> [Metin bölümü]
******************************

Düzen arayışıyla düzeni yıkmak!

“Haziran gitti gidiyor” paniğinden uzak durmanın yolu, Haziran’da milyonları neyin sokağa döktüğüne odaklanmaktan geçiyor. “Erdoğan öfkesi” açıklayıcı ama bir noktadan sonra yetmeyebilir, hatta o öfkenin nedenlerinin ötesine geçmek gerekebilir.

Mücadele eden, örgütlü olan ya da örgütlü davranma eğilimi içine girenleri bir kenara koyuyorum. Az oldukları için değil. Zaten az değiller, sorun istikrara kavuşmamaları ve siyasal-ideolojik açıdan oldukça dağınık bir fotoğraf vermeleri.

Ancak Haziran’ı ayırt edici hale getiren, kuşkusuz örgütlü kesim değil. Kitleler halinde ve hemen her yerde sokağa inenlerin önemli bir bölümü solun fiziki sınırlarının ve hatta ideolojik-siyasal menzilinin dışında kalıyordu.

Sokağa indiler ve büyük bir kararlılıkla hareket ettiler.

Diktatöre, her şeye karışan adama sinirlenmiş, çok şeyi göze almışlardı.

Aradıkları neydi?

Hükümet istifa etsin, diktatör gitsin… Sonrası?

Sonrası hassas mesele...

Haziran kitlesinin ağırlıklı bölmesi düzen değişikliği değil, düzen arıyordu. Diktatörün her istediğini yapamadığı, yaşam tarz ve alanlarına müdahale edilmediği, gelecek belirsizliğinin olmadığı bir düzen. Sol için ürkütücüdür bu laf, hele hele statükoculuğu çağrıştırdığı için...

******************************

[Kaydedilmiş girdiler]

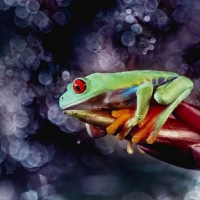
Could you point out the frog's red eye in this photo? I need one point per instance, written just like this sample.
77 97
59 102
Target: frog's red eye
79 86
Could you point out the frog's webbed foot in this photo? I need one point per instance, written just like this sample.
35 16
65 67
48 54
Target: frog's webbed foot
121 117
125 118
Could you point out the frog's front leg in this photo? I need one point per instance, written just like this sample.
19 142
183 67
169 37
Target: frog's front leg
143 94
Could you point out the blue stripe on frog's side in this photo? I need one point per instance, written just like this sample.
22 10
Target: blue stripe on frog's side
162 80
128 93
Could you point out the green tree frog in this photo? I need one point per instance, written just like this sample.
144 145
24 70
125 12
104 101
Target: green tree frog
129 89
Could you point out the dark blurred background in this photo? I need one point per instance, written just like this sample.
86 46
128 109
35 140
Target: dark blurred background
46 44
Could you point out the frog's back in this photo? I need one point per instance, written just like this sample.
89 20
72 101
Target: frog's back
133 78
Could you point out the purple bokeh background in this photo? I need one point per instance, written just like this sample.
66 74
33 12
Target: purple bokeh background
44 45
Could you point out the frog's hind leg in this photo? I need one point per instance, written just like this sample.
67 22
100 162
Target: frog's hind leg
170 94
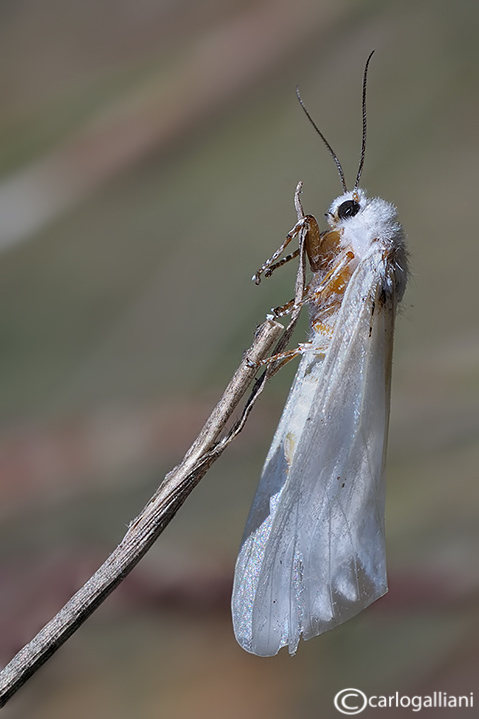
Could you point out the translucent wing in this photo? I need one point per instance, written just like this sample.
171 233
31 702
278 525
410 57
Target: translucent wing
313 551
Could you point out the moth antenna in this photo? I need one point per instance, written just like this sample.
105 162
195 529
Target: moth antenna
331 151
363 142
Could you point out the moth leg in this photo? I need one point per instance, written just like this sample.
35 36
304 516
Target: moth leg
268 267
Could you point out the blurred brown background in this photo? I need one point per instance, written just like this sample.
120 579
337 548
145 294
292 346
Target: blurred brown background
149 152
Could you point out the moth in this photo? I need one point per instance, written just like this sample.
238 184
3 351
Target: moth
313 550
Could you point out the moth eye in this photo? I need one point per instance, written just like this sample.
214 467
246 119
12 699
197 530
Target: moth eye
348 209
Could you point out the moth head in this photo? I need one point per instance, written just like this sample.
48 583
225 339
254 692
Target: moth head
345 207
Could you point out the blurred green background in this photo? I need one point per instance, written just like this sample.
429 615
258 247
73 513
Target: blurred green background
149 152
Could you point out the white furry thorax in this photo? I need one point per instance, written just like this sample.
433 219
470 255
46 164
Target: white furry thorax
375 221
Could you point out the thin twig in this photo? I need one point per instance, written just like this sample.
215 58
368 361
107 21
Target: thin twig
149 524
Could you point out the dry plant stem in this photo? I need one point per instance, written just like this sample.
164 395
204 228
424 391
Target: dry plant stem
149 524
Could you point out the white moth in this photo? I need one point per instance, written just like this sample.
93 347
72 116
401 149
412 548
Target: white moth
313 550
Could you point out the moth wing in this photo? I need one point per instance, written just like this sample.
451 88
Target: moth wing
313 551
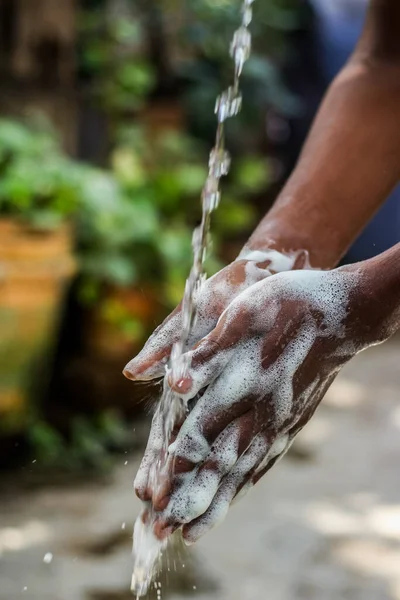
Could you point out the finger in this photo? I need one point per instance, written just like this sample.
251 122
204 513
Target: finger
238 477
276 452
213 353
151 455
196 491
151 361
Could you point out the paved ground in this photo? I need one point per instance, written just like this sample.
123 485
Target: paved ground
323 525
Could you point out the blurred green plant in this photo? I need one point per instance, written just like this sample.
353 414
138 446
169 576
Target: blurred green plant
87 446
201 41
136 226
112 57
38 182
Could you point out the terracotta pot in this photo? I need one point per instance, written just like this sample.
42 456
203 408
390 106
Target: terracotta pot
160 117
35 268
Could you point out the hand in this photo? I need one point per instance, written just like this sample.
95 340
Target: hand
262 372
215 295
217 292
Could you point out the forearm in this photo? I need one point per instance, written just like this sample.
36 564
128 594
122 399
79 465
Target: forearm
380 304
349 164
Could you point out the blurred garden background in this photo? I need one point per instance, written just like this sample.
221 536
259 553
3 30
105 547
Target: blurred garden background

******************************

> [Yapılacak görevler]
#1 Haziran üzerine metinde "Mücadele eden, örgütlü" ifadesinden "menzilinin dışında kalıyordu." ifadesine kadar uzanan kısmı, "kuşkusuz" sözcüğünü "şüphesiz" ile değiştirerek yeniden yazın.
#2 Haziran üzerine metni son cümlesinden sonra sürdürün.
Bu öğeler çalışma için gerekli değildir.

> [Etkinlik yanıtları]
#1
Mücadele eden, örgütlü olan ya da örgütlü davranma eğilimi içine girenleri bir kenara koyuyorum. Az oldukları için değil. Zaten az değiller, sorun istikrara kavuşmamaları ve siyasal-ideolojik açıdan oldukça dağınık bir fotoğraf vermeleri.

Ancak Haziran’ı ayırt edici hale getiren, şüphesiz örgütlü kesim değil. Kitleler halinde ve hemen her yerde sokağa inenlerin önemli bir bölümü solun fiziki sınırlarının ve hatta ideolojik-siyasal menzilinin dışında kalıyordu.

#2
Ancak düzen arayışı her zaman negatif bir anlam taşımaz.

Doğrudur, Haziran Erdoğan “düzen adamı” olduğu için değil “fazla kaşıdığı”, bu anlamda düzen bozduğu için patladı.

Bu patlama, solun temel ideolojik yönelimleriyle aydınlanmacılıkla, yurtseverlikle, dayanışma kültürü ile, eşitlikçilikle ve de özgürlük arayışıyla derhal rezonansa girdi.

Devrimci mücadele kitlelerin yıkıcı enerjisine yapıcılık, düzen arayışına yıkıcılık katma uğraşıdır bir bakıma. Bu uğraş, verili bir konjonktürde kitlelerin neden harekete geçtiğine ya da neden geriye çekildiğine ilişkin gerçekçi saptamalar yapmayı gerektirir.

Haziran kitlesinin “düzen arayışı” hafife alınmamalıdır. Çünkü bu küçük burjuvazinin “mülk koruma” güdüsünden başka bir şeydir. Kaldı ki, düzen arayışı emekçi sınıfları da içine alır çoklukla. Devamla, Haziran’daki “düzen arayışı”, istikrar kovalamaktan da ötedir, farklıdır.

Haziran, halkın balans ayarıdır.

Daha ötesi?

Daha ötesi duyguların, kitle psikolojisinin ötesinde siyasetin konusudur ve kesinlikle mümkündür.

Anlayarak mümkündür.

“Hükümet istifa” teması, düzen arayan kitleleri düzeni sorgulamaya cesaretlendirecek bir gözüpeklik ve iddia taşıyordu sanıldığının tersine. Kimileri bunu “düzen içi talep” olarak küçümsedi. Oysa Haziran’ın en ileri talebiydi bu ve sonrasının önünü açacak bir siyasallaşmayı barındırıyordu.

Hâlâ barındırıyor.

Ancak Haziran sıcaklığının en azından şimdilik geriye çekildiği bir durumda, “Hükümet İstifa” sloganının altının doldurulmasının daha hayati hale geldiğini bilmeli.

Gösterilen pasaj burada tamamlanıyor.